[start]

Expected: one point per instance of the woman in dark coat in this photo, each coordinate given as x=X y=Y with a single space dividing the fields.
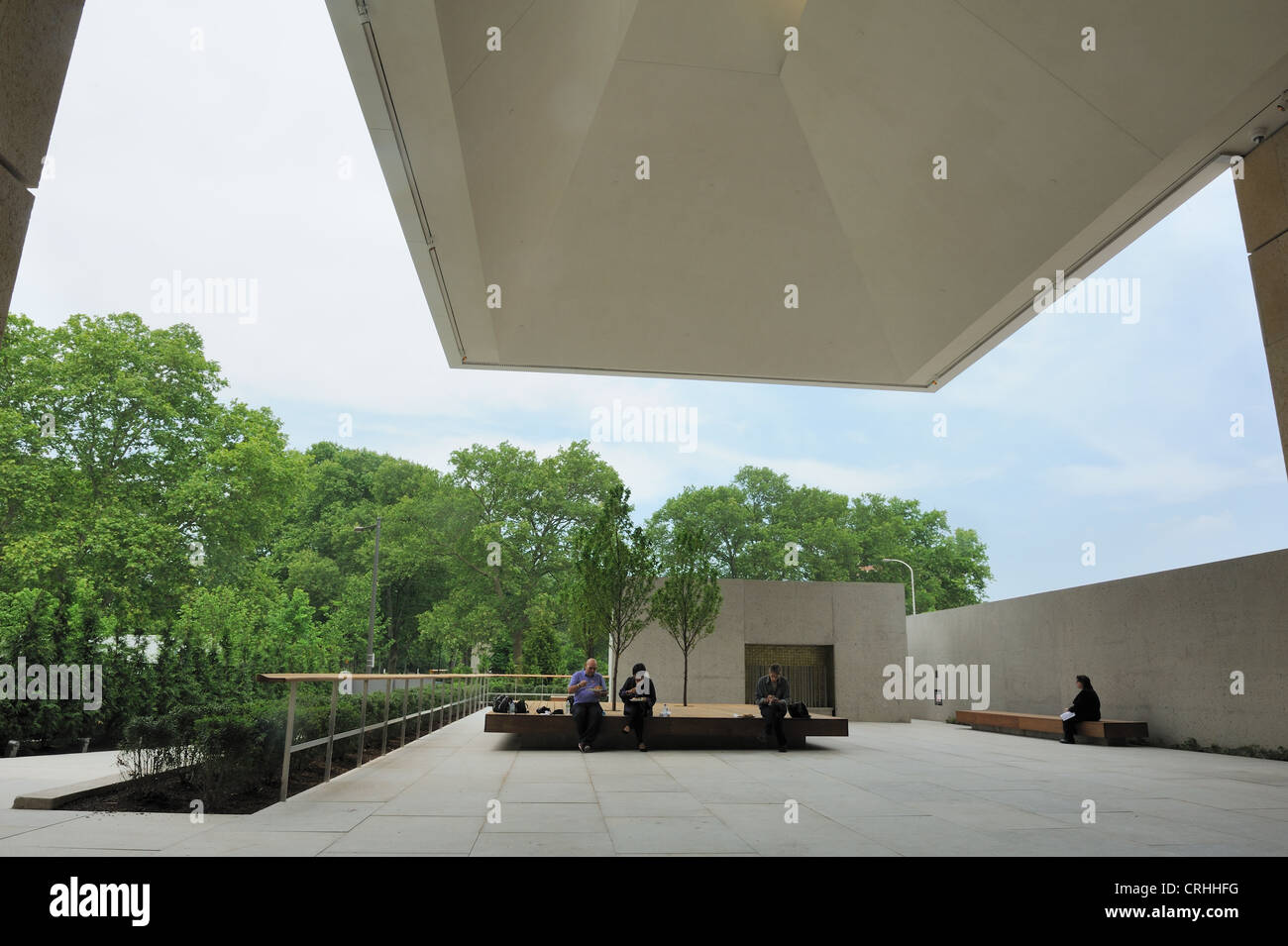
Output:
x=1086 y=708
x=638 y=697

[end]
[start]

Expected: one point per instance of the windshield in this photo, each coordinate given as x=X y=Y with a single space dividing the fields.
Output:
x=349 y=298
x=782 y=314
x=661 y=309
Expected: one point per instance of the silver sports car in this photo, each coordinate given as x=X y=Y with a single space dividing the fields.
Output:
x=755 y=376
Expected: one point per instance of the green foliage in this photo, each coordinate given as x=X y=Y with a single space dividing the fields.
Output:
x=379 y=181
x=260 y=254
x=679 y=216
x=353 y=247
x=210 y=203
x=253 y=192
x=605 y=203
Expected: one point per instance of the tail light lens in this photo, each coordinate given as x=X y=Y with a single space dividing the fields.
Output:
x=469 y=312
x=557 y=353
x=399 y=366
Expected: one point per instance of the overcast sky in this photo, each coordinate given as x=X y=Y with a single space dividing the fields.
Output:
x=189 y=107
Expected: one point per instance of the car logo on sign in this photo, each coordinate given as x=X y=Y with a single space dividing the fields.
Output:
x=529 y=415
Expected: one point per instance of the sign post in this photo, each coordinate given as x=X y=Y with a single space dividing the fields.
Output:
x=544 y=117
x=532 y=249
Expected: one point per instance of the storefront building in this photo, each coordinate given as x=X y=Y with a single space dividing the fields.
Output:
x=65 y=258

[end]
[start]

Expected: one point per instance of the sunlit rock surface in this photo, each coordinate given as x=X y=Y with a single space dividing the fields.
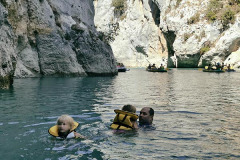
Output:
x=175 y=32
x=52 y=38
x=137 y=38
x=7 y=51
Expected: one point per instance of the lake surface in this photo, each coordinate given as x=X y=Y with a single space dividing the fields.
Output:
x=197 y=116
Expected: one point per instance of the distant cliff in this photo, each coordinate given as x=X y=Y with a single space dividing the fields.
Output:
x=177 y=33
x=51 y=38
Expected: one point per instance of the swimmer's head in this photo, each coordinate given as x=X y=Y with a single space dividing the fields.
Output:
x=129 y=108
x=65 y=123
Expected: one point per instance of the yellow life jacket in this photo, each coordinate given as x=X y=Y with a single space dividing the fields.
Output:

[end]

→ **Exercise instructions**
Copy out every line above that contains the word "surface".

→ **Correct output**
Expected: one point per instance of the sunlit rock surface in this photo, each coordinate given as x=X y=Y with a single space dividing the fields.
Expected: one point per instance of the lake surface in this photo, each coordinate given as x=X y=Y with a single space dividing the fields.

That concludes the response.